» **Source document**:
════════════════
Dimitris Varos (; 1949 – 7 September 2017, Athens) was a Greek poet, journalist, and photographer.

Career 
He has been director and editor-in-chief of many Greek national newspapers, including Chiakos Laos, Acropolis, Ethnos, Proti, Ethnos tis Kyriakis, Typos tis Kyriakis and many national magazines. He was the director of print and electronic publications at Technoekdotiki that publishes 7 monthly magazines.

Dimitris Varos was also the creator of a number of printing media in Greece such as "Ethnos tis Kyriakis", "TV Ethnos", "Time Out", "Ergasia", "New Gen", "IQ", "Pame Athina", "Relax", "Helliniki Naftiliaki", "Kefaleo", "Car & Truck", "Logistics & management", "Ecotec" and others.
════════════════
» **Short problem 1**:
Quote the passage of the Dimitris Varos biography starting with "Dimitris Varos (;" and going on through "7 monthly magazines.".
» **Short problem 2**:
Extract each line of the records that contains the word "dirt".

(Location-labeling records)
════════════════
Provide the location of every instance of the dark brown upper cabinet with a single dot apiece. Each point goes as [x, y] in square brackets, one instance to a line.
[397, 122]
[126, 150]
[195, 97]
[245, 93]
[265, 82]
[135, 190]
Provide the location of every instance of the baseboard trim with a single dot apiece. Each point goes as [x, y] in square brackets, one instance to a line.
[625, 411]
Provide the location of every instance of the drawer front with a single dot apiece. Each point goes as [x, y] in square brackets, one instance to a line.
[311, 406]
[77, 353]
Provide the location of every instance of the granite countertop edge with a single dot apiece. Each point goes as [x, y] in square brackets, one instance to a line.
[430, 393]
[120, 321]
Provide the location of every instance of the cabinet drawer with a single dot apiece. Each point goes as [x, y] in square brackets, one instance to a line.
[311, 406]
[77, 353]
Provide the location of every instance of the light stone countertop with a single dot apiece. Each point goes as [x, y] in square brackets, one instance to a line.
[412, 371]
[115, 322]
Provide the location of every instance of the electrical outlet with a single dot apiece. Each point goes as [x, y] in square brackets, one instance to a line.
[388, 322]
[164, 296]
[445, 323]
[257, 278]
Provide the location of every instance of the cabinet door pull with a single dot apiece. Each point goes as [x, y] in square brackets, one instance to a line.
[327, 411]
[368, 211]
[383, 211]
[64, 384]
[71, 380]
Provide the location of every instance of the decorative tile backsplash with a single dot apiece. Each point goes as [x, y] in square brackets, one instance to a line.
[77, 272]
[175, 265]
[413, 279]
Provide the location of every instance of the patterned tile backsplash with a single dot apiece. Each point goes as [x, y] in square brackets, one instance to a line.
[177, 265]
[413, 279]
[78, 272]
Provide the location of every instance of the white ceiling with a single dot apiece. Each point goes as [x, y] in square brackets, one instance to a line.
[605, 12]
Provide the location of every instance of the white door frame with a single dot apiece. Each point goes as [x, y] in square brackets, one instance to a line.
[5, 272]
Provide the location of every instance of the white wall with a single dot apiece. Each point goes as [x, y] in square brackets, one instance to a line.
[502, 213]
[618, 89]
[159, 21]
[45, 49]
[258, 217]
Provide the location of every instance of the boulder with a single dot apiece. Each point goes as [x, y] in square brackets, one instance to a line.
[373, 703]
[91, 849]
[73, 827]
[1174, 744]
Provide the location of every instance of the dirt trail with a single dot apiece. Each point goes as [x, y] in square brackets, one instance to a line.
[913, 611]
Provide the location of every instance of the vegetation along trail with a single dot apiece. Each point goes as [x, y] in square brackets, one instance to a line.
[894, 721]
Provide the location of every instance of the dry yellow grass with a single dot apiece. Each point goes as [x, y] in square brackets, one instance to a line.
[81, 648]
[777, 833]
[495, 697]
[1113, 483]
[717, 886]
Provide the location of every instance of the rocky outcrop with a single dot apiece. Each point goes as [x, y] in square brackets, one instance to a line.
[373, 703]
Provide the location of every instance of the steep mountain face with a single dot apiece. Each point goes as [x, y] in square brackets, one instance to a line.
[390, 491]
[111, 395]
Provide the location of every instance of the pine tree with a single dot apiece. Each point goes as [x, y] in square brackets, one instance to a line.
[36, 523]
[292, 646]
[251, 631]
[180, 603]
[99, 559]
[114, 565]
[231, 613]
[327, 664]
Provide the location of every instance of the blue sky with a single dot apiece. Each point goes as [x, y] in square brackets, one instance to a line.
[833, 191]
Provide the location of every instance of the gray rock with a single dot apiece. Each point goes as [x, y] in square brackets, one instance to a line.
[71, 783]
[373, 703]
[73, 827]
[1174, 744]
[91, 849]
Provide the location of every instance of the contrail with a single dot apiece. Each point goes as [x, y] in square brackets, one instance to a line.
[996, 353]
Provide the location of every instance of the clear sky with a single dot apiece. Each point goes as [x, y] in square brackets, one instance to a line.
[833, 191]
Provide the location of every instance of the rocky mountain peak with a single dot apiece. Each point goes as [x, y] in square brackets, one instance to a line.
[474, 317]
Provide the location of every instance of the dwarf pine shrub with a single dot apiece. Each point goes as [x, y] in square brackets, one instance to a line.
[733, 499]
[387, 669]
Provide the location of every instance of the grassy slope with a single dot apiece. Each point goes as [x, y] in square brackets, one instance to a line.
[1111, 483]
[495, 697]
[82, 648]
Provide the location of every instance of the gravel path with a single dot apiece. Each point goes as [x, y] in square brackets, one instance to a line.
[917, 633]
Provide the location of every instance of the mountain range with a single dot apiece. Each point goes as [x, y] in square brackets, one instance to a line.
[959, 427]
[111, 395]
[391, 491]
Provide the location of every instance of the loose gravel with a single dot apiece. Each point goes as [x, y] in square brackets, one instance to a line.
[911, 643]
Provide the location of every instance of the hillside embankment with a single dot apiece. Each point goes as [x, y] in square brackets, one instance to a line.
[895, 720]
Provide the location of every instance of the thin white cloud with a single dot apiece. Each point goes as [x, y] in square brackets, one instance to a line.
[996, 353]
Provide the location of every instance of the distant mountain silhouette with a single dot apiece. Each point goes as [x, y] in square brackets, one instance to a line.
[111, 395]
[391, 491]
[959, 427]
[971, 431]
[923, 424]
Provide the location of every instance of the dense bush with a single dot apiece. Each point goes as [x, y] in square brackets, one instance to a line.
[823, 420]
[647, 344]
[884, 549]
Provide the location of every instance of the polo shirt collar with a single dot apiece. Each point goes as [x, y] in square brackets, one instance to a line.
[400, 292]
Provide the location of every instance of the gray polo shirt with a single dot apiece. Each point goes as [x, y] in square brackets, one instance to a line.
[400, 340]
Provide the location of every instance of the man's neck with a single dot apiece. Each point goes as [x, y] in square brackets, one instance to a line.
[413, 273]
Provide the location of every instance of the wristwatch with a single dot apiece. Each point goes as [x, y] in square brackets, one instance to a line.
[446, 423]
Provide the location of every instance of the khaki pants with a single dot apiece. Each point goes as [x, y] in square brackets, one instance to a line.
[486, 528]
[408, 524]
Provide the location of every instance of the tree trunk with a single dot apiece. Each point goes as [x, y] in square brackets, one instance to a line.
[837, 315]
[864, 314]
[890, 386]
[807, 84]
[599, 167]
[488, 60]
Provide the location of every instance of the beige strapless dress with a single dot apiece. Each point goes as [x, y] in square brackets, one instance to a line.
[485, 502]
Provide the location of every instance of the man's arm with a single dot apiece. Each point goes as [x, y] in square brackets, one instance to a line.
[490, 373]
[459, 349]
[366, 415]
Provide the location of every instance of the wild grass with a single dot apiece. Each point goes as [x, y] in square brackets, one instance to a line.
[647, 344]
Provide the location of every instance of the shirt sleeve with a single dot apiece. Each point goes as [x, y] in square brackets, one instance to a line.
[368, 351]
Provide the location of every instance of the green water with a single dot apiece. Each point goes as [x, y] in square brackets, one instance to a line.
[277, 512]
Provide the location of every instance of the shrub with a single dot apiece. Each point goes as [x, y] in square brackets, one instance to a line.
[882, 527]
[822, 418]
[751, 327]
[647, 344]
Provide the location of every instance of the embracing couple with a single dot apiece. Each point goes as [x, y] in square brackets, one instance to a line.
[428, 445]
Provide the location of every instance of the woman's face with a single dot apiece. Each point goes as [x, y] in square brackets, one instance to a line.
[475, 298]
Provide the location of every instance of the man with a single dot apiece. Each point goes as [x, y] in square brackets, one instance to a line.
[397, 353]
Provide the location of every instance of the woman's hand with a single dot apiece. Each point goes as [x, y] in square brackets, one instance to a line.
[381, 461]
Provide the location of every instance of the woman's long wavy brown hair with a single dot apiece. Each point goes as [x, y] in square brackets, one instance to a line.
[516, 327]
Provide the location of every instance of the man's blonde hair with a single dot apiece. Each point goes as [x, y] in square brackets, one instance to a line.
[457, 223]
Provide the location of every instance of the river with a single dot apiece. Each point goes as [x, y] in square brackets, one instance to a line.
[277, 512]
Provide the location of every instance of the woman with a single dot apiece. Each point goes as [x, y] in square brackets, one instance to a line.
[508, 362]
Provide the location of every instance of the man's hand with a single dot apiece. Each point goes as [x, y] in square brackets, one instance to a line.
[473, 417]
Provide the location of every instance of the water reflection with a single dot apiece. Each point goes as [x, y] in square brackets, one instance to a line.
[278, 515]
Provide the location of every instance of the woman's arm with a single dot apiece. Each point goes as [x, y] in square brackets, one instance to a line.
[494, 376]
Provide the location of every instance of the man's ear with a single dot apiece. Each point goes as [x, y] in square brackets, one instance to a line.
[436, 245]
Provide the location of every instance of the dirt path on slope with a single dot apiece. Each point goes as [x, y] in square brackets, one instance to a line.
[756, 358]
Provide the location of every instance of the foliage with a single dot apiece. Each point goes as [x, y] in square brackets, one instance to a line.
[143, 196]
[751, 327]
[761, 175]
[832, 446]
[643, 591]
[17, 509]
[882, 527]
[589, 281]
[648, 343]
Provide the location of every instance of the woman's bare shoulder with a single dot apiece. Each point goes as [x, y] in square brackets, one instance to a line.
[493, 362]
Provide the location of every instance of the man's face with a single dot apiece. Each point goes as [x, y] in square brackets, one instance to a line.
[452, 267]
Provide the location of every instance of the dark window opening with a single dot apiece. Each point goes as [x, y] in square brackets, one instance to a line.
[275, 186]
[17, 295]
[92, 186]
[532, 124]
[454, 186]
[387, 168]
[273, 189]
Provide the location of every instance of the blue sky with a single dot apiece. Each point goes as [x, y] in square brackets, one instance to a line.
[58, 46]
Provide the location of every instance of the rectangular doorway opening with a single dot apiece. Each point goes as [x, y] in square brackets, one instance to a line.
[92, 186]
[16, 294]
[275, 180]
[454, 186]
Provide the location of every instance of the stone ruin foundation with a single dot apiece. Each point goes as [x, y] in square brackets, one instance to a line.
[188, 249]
════════════════
» **Exercise answer 1**:
Dimitris Varos (; 1949 – 7 September 2017, Athens) was a Greek poet, journalist, and photographer.

Career 
He has been director and editor-in-chief of many Greek national newspapers, including Chiakos Laos, Acropolis, Ethnos, Proti, Ethnos tis Kyriakis, Typos tis Kyriakis and many national magazines. He was the director of print and electronic publications at Technoekdotiki that publishes 7 monthly magazines.

» **Exercise answer 2**:
Provide the location of every instance of the dirt trail with a single dot apiece. Each point goes as [x, y] in square brackets, one instance to a line.
Provide the location of every instance of the dirt path on slope with a single dot apiece. Each point goes as [x, y] in square brackets, one instance to a line.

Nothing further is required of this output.